■ RECORDS PROVIDED:
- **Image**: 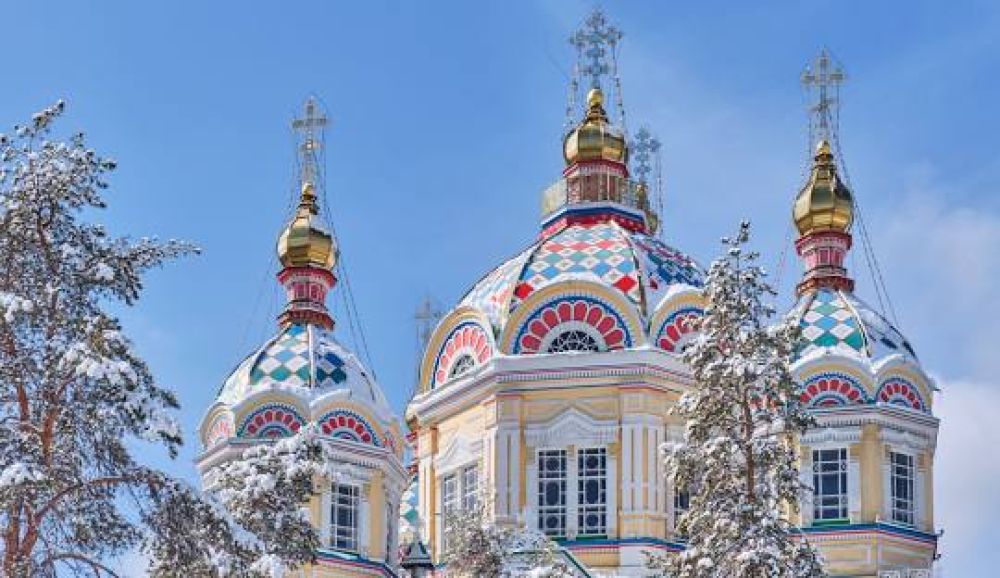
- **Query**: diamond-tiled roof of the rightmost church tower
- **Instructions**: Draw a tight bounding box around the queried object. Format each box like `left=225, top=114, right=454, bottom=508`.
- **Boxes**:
left=797, top=289, right=917, bottom=361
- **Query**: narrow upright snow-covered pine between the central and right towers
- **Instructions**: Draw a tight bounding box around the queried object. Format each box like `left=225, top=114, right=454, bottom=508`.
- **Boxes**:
left=650, top=222, right=825, bottom=578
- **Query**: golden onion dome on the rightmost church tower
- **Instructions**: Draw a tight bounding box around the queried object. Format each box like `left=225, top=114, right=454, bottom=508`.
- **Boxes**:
left=792, top=140, right=854, bottom=235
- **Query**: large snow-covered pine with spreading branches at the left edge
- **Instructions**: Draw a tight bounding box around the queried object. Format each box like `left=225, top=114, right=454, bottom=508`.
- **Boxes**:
left=0, top=102, right=322, bottom=578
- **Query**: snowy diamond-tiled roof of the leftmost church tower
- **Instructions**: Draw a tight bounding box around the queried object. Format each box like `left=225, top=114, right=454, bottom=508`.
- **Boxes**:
left=218, top=325, right=392, bottom=415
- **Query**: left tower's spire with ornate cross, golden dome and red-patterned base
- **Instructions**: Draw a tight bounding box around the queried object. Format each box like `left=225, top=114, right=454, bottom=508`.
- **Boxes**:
left=277, top=97, right=339, bottom=329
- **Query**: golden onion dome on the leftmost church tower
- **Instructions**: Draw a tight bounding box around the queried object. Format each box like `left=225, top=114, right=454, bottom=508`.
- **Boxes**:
left=278, top=182, right=338, bottom=269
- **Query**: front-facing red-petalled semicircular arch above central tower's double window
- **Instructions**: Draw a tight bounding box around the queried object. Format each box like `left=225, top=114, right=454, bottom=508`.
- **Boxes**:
left=512, top=295, right=634, bottom=355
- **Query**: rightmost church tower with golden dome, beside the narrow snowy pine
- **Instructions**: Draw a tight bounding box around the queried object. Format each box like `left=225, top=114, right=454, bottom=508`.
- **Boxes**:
left=792, top=51, right=938, bottom=578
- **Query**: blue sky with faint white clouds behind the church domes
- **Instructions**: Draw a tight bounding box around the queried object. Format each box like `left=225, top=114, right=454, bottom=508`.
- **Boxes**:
left=0, top=1, right=1000, bottom=576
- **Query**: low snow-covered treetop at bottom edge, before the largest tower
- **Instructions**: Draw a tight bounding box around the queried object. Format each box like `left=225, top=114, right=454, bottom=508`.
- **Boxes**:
left=444, top=508, right=575, bottom=578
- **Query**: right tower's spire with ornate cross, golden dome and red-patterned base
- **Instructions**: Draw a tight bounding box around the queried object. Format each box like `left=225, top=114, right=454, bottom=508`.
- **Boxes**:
left=792, top=49, right=854, bottom=295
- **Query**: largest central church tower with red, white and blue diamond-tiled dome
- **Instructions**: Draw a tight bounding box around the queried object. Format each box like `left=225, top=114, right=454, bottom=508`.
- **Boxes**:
left=406, top=11, right=703, bottom=576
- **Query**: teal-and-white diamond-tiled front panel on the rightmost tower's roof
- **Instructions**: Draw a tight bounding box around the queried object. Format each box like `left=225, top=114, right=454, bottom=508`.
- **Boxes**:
left=801, top=289, right=868, bottom=354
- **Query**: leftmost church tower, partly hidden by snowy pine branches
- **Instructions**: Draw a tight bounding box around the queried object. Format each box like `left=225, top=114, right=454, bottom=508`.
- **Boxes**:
left=197, top=99, right=407, bottom=577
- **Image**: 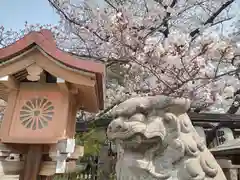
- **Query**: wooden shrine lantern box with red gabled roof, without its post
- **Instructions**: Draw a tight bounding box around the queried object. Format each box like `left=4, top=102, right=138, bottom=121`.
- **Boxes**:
left=0, top=30, right=105, bottom=144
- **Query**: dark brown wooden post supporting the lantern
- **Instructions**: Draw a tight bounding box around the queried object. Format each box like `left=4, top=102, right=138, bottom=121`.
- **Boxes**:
left=20, top=145, right=43, bottom=180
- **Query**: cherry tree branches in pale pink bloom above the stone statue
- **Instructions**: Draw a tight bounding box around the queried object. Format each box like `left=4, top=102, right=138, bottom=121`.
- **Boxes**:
left=46, top=0, right=240, bottom=112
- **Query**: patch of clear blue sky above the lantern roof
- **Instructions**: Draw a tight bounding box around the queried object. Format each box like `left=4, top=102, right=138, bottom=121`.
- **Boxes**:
left=0, top=0, right=59, bottom=30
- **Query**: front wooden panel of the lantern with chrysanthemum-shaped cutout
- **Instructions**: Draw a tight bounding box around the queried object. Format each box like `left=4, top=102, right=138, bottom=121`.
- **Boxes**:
left=3, top=83, right=68, bottom=144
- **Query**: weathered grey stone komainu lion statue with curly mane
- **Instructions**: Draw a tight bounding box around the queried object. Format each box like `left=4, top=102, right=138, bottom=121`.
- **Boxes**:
left=107, top=96, right=226, bottom=180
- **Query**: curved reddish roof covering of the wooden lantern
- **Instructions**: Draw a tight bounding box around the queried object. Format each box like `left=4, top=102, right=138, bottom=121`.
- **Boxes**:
left=0, top=29, right=105, bottom=109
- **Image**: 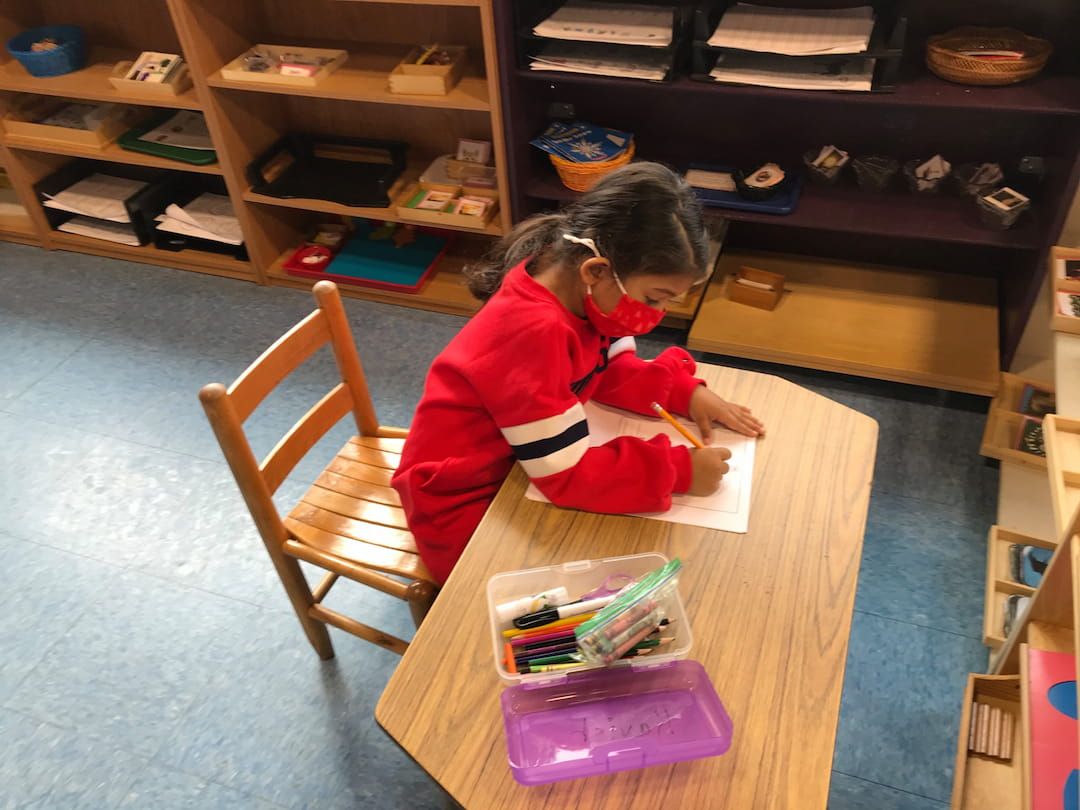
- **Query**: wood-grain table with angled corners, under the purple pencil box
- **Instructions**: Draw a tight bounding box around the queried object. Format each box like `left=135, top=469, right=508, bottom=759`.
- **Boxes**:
left=375, top=365, right=877, bottom=810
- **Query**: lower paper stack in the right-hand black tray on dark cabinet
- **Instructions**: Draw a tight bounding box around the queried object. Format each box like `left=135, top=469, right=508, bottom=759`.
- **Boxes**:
left=708, top=53, right=875, bottom=92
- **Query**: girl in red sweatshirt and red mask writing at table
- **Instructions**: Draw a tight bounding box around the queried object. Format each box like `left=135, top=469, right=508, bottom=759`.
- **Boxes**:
left=393, top=163, right=764, bottom=582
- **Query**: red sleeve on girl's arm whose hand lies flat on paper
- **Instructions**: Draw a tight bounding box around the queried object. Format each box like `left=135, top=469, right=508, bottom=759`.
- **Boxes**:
left=593, top=338, right=705, bottom=416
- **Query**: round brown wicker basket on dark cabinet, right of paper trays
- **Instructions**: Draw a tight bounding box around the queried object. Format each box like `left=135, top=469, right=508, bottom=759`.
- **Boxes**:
left=927, top=26, right=1054, bottom=85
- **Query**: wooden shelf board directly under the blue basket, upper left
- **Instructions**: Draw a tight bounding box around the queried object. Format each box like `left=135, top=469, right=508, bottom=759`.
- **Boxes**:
left=0, top=49, right=202, bottom=110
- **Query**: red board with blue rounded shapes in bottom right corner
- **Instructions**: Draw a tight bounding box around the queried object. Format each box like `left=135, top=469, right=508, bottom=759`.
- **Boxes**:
left=1027, top=648, right=1078, bottom=810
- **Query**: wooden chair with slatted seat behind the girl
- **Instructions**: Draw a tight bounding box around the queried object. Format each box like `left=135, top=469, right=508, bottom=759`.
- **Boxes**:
left=199, top=281, right=437, bottom=659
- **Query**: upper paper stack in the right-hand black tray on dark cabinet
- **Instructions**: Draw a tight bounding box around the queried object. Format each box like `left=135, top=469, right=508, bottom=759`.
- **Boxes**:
left=708, top=3, right=874, bottom=56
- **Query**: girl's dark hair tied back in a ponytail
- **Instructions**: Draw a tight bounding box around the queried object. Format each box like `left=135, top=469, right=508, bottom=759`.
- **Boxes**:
left=464, top=162, right=708, bottom=301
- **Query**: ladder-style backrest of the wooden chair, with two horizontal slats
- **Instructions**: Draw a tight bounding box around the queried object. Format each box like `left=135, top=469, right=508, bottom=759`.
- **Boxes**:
left=199, top=281, right=407, bottom=543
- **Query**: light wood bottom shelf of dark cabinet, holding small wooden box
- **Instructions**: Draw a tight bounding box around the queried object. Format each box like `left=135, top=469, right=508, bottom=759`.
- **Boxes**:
left=687, top=251, right=1000, bottom=395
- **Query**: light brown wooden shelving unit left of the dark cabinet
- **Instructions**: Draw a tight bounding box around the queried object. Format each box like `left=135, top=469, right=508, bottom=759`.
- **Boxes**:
left=0, top=0, right=511, bottom=314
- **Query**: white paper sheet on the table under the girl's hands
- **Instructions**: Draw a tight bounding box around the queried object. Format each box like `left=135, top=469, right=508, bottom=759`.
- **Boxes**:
left=525, top=402, right=757, bottom=534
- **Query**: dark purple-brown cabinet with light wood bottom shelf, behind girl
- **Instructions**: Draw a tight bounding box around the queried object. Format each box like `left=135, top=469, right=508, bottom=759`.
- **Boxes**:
left=496, top=0, right=1080, bottom=394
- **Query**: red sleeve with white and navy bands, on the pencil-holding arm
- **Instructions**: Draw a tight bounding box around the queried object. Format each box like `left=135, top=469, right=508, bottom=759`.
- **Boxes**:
left=471, top=326, right=692, bottom=514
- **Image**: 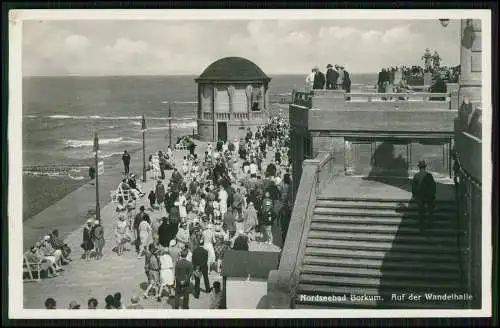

■ EXERCISE DETAILS:
Report how many lines of the preceding records include "rightmost". Output the number only.

■ RESPONSE BOX:
4